Entries from a point annotation set:
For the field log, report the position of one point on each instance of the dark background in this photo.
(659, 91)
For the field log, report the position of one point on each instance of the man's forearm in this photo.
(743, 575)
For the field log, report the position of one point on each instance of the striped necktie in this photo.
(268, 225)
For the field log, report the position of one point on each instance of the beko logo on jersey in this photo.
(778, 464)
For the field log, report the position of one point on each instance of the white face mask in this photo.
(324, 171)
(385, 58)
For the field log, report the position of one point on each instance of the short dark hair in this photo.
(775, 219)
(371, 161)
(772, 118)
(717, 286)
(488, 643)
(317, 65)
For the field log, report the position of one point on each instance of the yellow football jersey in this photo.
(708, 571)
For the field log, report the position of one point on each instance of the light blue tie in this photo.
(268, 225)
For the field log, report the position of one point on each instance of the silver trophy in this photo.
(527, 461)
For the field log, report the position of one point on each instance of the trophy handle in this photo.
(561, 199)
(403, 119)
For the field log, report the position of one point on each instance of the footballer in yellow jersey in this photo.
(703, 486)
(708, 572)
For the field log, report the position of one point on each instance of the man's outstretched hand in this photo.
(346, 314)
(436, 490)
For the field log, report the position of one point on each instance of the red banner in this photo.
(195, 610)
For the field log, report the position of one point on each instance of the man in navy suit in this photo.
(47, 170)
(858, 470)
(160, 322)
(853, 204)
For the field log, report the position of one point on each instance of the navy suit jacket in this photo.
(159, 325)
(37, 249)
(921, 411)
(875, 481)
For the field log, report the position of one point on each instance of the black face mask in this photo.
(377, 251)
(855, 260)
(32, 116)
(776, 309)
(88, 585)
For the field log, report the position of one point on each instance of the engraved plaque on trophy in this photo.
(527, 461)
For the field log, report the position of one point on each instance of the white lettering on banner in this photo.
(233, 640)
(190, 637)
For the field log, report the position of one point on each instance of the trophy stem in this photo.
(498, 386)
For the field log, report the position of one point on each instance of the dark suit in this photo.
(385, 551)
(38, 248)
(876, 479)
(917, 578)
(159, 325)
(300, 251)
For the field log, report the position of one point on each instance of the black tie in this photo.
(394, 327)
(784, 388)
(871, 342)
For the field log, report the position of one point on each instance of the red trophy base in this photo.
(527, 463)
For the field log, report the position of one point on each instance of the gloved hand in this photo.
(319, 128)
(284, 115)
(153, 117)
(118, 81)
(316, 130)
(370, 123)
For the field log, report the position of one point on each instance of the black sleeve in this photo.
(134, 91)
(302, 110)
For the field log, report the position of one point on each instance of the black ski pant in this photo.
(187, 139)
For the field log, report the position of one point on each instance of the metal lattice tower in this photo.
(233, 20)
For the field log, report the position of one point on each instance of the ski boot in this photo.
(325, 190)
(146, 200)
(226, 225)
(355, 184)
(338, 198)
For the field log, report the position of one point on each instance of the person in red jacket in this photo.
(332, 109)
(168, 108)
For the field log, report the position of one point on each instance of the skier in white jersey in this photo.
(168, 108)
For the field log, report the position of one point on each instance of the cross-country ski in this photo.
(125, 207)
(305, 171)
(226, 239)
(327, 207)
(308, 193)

- _What is asked_
Rewrite every one of the rows above so that "field log" becomes "survey sheet", with nothing else altered.

- _Correct result_
For the survey sheet, report the position of one point on each instance of the dark background in this photo.
(659, 91)
For the survey sheet, report the position of one point on each instance of the man's forearm in this photo.
(743, 575)
For the survey sheet, report the position of one point on each instance of the striped necktie in this photo.
(268, 225)
For the survey sheet, report the position of one point on each instance of the beko logo on jersey in this photo.
(778, 464)
For the survey sheet, report the position of one point on each instance of the white face mask in this photo.
(324, 171)
(385, 58)
For the survey sheet, report the position of one point on each instance of the short dark hair in this photo.
(775, 219)
(371, 161)
(772, 118)
(717, 286)
(488, 643)
(317, 65)
For the survey sheet, report the position of one point on each instance of the yellow football jersey in this photo.
(708, 571)
For the survey sheet, report the position of one point on each instance of the light blue tie in this photo.
(268, 225)
For the survey sheet, report the position of one point on each instance of the silver trophy in this photo.
(527, 461)
For the survey sheet, report the position of one point on each instance of the trophy handle in this photo.
(561, 199)
(403, 119)
For the survey sheet, report the position of one point on each instance of the footballer in yellow jersey in this photo.
(703, 486)
(708, 572)
For the survey sheet, report the position of one point on each instance of the man's outstretched hand in this photo.
(346, 314)
(436, 490)
For the survey sheet, report the position of one point on each instance of the red banner in this photo.
(195, 610)
For the survey sheet, report the position of one point on each instance of the man in navy suit in this photo.
(47, 170)
(858, 470)
(160, 322)
(853, 204)
For the survey sheet, report the position of one point on each instance of the navy suit jacket in this photo.
(159, 325)
(37, 249)
(921, 411)
(875, 481)
For the survey sheet, report the position of one point on each instance of the black face mask in this photo.
(377, 251)
(855, 260)
(32, 116)
(776, 309)
(88, 585)
For the survey sheet, report the position of one point on each instance of the engraved plaque on trophy in this photo.
(527, 461)
For the survey sheet, report the position of one point on each instance of the white lettering on banner in this photo.
(233, 640)
(190, 637)
For the survey sheet, report the position of one point on each instance of the trophy stem in this photo.
(498, 386)
For the survey sheet, report the position of one point on each instance of the dark suit in this photo.
(385, 551)
(38, 248)
(876, 479)
(917, 578)
(159, 325)
(300, 251)
For the survey sheet, report the position of one point on each instance of the black tie in this photo.
(394, 327)
(784, 388)
(871, 342)
For the survey sheet, report the position of one point on each instance of the red trophy base in this photo.
(527, 463)
For the survey sheet, report the position of one point on each instance of the gloved hand in this photo.
(319, 128)
(284, 115)
(153, 117)
(118, 81)
(316, 130)
(370, 123)
For the survey sheet, report the position of one point on each instance of the black sleeve in this photo.
(134, 91)
(302, 110)
For the survey sheet, report the position of one point on each instance of the black ski pant in this photo.
(187, 139)
For the survey sheet, report the position of one point on each instance of the metal lattice tower in this photo.
(233, 20)
For the survey sheet, report the position of one point on each instance of the ski boot in this photo.
(325, 190)
(146, 200)
(226, 225)
(355, 184)
(338, 198)
For the survey sheet, report the position of one point on each instance of the person in red jacket in this photo.
(332, 109)
(168, 108)
For the survey sheet, report the position of one point on each instance of the skier in white jersey in this photo.
(168, 108)
For the survey sheet, report the position of one point on each instance of the cross-country ski in this photo.
(125, 207)
(305, 171)
(226, 239)
(327, 207)
(308, 193)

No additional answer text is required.